ФРАГМЕНТ ТЕКСТА:
┄┄┄┄┄┄┄┄┄┄┄┄┄┄┄┄┄┄┄┄
Когда синьор Гвидобальдо да Монтефельтро, герцог Урбинский2, покинул этот мир, я вместе с некоторыми другими рыцарями, ему служившими, остался на службе у герцога Франческо Мария делла Ровере3, его преемника в государственном правлении по праву наследства, и поскольку в душе моей еще живо было благоухание добродетелей герцога Гвидобальдо и то удовольствие, которое доставило мне в его дни дружеское общение со столь превосходными людьми, обретавшимися тогда при урбинском дворе, память о том побудила меня написать эти «Книги о Придворном»4, что я и сделал в течение немногих дней, намереваясь со временем исправить огрехи, порожденные стремлением поскорее уплатить долг памяти. Но долгие годы фортуна беспрерывно держала меня под гнетом столь тяжелых испытаний, что я вовсе не имел возможности довести книги до такого состояния, чтобы мой несовершенный вкус остался ими удовлетворен.

Когда же я находился в Испании и из Италии мне сообщили, что синьора Виттория Колонна, маркиза Пескары5, для которой я прежде сделал копию книги, нарушила данное мне обещание, отдав ее значительную часть в переписку, — [то] я не мог не почувствовать некоторое беспокойство, опасаясь многих неприятностей, которые в подобных случаях могут произойти, и тем не менее, веря, что у этой дамы, чьи добродетели я всегда чтил как нечто божественное, достанет разума и осмотрительности на то, чтобы я не понес какого-либо ущерба, подчинившись ее пожеланиям. Наконец, я узнал, что упомянутая часть книги ходит в Неаполе по рукам многих, и, поскольку люди всегда жадны до новинок, подумал, что кто-нибудь попытается ее напечатать. Встревоженный такой опасностью, я решился наскоро поправить в книге то немногое, что позволяло время, с намерением ее скорее опубликовать, считая меньшим злом увидеть ее мало исправленной собственной рукой, нежели сплошь истерзанной чужими.
┄┄┄┄┄┄┄┄┄┄┄┄┄┄┄┄┄┄┄┄
ИСХОДНЫЕ ДАННЫЕ:
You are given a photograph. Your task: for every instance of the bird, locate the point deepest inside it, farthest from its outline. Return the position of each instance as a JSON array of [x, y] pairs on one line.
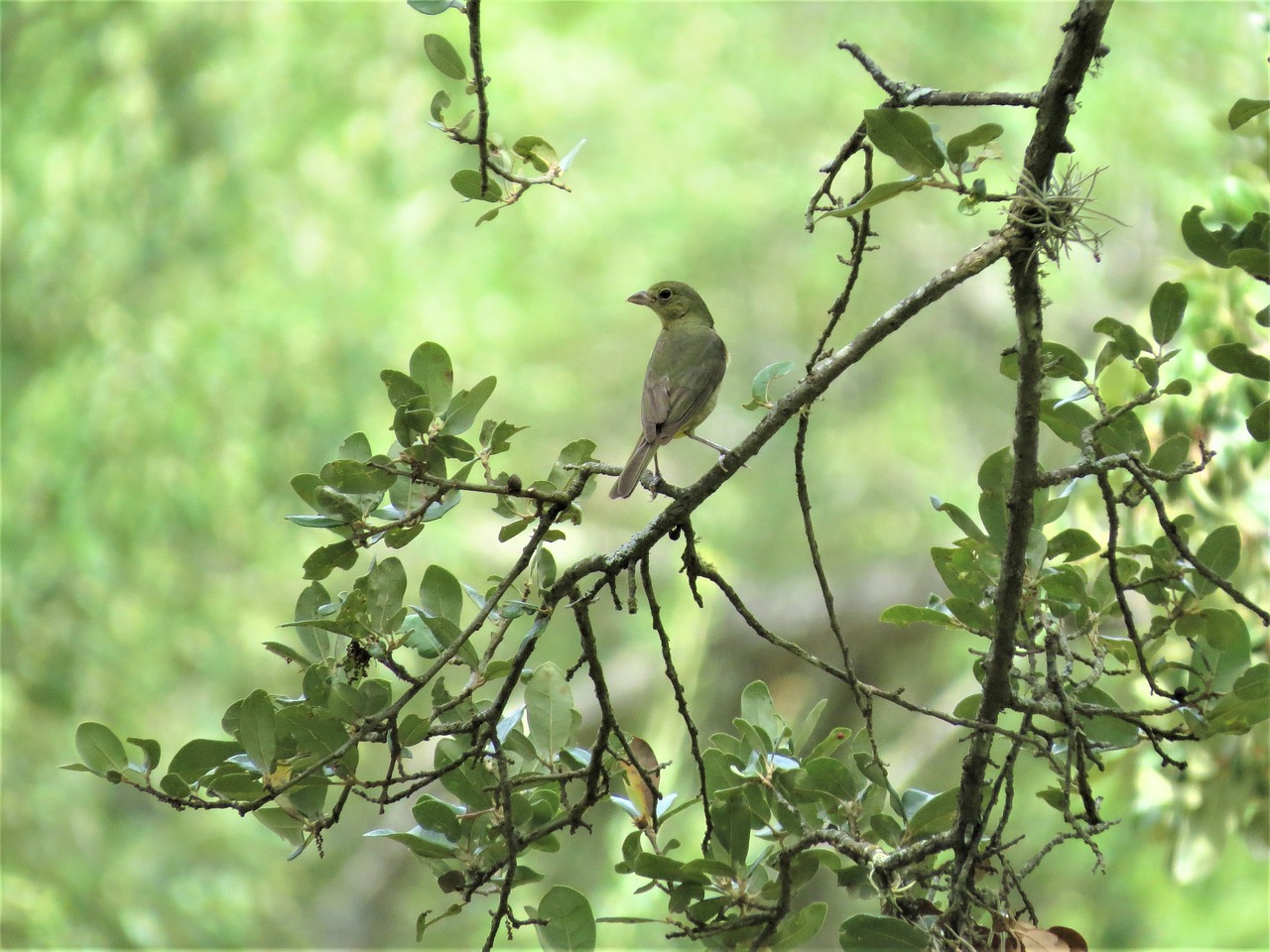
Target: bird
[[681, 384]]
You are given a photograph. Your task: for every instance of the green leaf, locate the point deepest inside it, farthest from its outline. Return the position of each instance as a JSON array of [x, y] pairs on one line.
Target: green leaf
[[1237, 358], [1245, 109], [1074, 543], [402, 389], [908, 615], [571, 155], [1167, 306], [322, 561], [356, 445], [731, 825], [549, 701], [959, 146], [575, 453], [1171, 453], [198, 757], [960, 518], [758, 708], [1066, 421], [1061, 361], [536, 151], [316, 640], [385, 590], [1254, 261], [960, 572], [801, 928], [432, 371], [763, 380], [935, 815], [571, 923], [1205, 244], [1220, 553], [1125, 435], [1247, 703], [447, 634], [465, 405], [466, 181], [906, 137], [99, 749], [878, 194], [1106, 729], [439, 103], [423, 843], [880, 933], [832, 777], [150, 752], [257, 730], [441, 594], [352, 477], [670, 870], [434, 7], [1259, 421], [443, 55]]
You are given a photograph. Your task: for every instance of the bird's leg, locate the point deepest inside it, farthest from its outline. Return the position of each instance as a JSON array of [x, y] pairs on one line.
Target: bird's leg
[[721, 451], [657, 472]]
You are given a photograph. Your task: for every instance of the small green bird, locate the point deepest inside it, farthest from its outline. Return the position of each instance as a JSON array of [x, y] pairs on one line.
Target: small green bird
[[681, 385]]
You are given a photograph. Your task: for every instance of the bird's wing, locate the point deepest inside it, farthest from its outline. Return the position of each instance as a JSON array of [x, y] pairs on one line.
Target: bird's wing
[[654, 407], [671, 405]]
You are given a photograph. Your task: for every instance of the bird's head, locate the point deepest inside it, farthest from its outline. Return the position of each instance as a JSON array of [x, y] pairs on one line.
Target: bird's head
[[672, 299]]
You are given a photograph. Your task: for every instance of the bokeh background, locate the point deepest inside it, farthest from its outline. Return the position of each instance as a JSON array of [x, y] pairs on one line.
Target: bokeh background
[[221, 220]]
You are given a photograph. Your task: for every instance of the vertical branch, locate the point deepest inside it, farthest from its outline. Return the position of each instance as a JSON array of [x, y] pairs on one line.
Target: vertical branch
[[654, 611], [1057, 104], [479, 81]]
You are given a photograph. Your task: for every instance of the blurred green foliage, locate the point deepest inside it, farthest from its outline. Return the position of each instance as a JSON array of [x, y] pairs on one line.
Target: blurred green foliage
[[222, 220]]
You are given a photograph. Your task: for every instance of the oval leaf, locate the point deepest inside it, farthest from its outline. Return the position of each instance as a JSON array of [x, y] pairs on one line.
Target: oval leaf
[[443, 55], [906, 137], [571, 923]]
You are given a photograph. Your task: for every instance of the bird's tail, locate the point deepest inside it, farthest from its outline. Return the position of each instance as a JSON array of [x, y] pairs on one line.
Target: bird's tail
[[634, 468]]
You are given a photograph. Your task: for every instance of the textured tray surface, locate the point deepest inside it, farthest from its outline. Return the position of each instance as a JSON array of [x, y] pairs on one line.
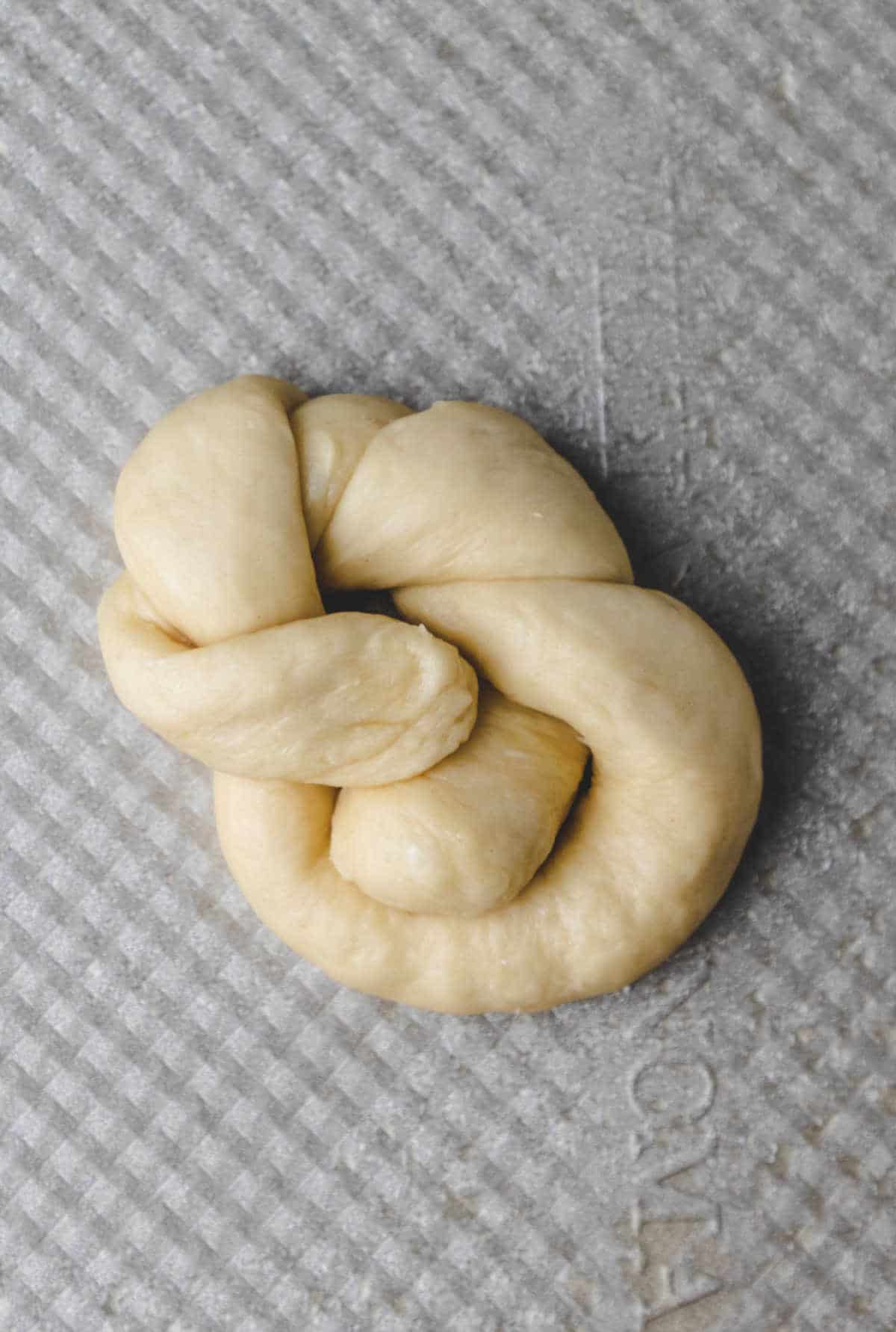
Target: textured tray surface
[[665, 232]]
┄┄┄┄┄┄┄┄┄┄┄┄┄┄┄┄┄┄┄┄
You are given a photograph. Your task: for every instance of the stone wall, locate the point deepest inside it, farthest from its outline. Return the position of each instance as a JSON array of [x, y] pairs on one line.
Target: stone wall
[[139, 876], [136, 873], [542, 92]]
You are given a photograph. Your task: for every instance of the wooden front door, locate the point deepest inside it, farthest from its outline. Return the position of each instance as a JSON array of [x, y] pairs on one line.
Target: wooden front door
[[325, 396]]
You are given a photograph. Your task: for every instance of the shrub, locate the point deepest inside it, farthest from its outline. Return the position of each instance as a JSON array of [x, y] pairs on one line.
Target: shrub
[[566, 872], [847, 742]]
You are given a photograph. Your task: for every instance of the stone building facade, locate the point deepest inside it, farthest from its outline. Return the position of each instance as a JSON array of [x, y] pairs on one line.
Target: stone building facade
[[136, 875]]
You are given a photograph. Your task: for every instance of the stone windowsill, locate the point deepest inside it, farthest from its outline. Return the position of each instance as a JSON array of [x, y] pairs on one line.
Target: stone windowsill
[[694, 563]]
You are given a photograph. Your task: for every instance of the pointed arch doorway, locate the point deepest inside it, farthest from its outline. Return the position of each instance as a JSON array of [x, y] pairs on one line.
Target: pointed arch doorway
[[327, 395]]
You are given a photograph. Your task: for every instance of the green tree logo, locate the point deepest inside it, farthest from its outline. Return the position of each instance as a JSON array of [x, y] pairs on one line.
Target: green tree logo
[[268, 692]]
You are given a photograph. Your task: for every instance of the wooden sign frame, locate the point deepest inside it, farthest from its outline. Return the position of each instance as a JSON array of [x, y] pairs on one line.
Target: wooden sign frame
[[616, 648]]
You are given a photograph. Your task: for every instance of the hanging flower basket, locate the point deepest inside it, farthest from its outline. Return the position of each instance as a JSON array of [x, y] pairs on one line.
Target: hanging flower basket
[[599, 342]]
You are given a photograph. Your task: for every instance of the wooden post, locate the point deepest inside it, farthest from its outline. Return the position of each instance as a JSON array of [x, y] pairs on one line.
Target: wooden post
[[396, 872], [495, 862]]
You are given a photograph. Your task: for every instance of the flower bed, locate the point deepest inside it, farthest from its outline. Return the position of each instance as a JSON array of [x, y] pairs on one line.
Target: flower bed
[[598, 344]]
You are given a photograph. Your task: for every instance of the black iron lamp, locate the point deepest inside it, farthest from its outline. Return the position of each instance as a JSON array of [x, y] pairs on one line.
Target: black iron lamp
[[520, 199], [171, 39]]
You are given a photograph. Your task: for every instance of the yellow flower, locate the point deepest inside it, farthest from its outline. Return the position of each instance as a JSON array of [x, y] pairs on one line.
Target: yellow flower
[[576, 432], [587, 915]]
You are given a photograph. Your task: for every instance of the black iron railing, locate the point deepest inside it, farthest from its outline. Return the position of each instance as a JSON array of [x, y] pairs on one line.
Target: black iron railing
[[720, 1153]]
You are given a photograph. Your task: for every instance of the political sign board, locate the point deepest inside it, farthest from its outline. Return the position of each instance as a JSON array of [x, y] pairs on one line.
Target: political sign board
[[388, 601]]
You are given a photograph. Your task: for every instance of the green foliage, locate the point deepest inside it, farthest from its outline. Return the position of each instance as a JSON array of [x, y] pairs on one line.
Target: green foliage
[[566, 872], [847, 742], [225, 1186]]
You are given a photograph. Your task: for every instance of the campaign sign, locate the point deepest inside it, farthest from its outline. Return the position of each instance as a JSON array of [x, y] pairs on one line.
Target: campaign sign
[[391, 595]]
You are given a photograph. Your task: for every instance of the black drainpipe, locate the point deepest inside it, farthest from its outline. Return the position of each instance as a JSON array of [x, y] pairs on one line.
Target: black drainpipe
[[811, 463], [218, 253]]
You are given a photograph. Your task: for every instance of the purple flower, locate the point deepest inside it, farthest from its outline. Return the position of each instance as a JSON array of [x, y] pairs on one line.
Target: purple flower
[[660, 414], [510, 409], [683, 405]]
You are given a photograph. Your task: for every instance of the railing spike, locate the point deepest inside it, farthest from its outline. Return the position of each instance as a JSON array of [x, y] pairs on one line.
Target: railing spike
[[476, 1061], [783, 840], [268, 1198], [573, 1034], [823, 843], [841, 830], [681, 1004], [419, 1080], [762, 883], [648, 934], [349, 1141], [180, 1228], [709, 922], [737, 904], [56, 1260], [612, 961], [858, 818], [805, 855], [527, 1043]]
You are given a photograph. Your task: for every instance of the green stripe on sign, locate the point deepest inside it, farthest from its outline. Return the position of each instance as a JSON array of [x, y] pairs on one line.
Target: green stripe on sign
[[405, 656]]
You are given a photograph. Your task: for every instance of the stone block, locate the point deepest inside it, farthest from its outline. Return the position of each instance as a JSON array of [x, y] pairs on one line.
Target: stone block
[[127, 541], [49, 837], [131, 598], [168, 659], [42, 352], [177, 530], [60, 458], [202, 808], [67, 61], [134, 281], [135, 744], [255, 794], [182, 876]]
┄┄┄┄┄┄┄┄┄┄┄┄┄┄┄┄┄┄┄┄
ЗАДАНИЯ:
a: Сверьте с фрагментом три утверждения и на каждое ответьте «да» или «нет», дословно приведя слова фрагмента, которые это решают. (i) Книги были написаны за несколько дней. (ii) Маркиза Пескары сдержала данное обещание. (iii) Часть книги ходила по рукам в Неаполе.
b: Перепишите слово в слово отрывок из фрагмента, начиная со слов «Когда синьор Гвидобальдо» и заканчивая словами «остался ими удовлетворен.».
Строки из данных здесь не понадобятся.

ОТВЕТЫ К ЗАДАНИЯМ:
a:
(i) Да: «что я и сделал в течение немногих дней».
(ii) Нет: «нарушила данное мне обещание».
(iii) Да: «упомянутая часть книги ходит в Неаполе по рукам многих».

b:
Когда синьор Гвидобальдо да Монтефельтро, герцог Урбинский2, покинул этот мир, я вместе с некоторыми другими рыцарями, ему служившими, остался на службе у герцога Франческо Мария делла Ровере3, его преемника в государственном правлении по праву наследства, и поскольку в душе моей еще живо было благоухание добродетелей герцога Гвидобальдо и то удовольствие, которое доставило мне в его дни дружеское общение со столь превосходными людьми, обретавшимися тогда при урбинском дворе, память о том побудила меня написать эти «Книги о Придворном»4, что я и сделал в течение немногих дней, намереваясь со временем исправить огрехи, порожденные стремлением поскорее уплатить долг памяти. Но долгие годы фортуна беспрерывно держала меня под гнетом столь тяжелых испытаний, что я вовсе не имел возможности довести книги до такого состояния, чтобы мой несовершенный вкус остался ими удовлетворен.